Every record below should be repeated exactly, with the pictures left out.

====== Information provided

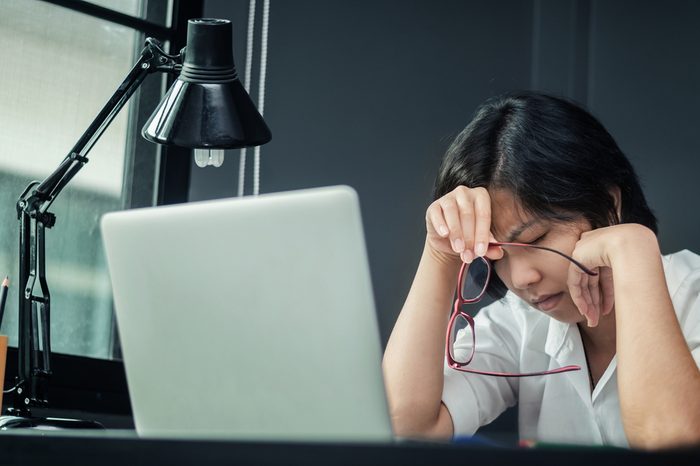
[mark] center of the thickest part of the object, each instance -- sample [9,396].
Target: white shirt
[514,337]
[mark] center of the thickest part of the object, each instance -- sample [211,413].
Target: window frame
[82,384]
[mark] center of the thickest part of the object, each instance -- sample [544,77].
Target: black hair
[552,155]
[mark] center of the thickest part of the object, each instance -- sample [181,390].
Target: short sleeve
[475,400]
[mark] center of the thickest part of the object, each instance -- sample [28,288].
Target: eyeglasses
[471,286]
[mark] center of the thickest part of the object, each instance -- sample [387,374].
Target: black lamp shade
[207,106]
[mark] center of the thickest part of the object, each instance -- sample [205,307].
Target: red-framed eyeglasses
[471,286]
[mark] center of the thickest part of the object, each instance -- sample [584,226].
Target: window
[60,66]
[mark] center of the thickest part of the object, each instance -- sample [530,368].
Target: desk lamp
[206,109]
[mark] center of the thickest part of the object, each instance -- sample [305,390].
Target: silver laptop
[249,318]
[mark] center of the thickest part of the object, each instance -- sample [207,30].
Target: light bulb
[206,157]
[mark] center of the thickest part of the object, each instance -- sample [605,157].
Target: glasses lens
[474,279]
[461,344]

============

## Task output
[mark] center of the thickest part of the object, each instance -- sample [9,396].
Target: white shirt
[514,337]
[mark] center of the thickest part of the object, each instance -- sample [211,413].
Target: window frame
[82,384]
[mark] center of the thickest part of the object, each instance -- sample [544,77].
Target: black hair
[552,155]
[mark] center of the thickest part of the object, each instance -- sample [181,390].
Target: short sleeve
[475,400]
[mark] center of the thickest part of the object, each instance -- sample [28,288].
Target: eyeglasses
[471,286]
[mark] center of the thickest part of the object, each instance -- sample [387,374].
Target: black lamp shade
[207,106]
[mark] center of the thickest part of the object, each instance -- sample [205,307].
Target: red-framed eyeglasses
[471,286]
[mark] center of the thickest part of the object, each instance -- sample [584,226].
Target: window
[60,66]
[mark] center of the thickest part of the object, each instance -- sample [530,368].
Target: desk lamp
[206,109]
[mark] center of the thickest part of the object, each instance -- sample [305,390].
Target: silver laptop
[249,318]
[mark] center of the thickest part of the object, each instance -- sample [207,30].
Target: light bulb
[206,157]
[mark] center of the thickest part of the object, each instance -- sample [605,157].
Target: glasses lens
[474,279]
[461,344]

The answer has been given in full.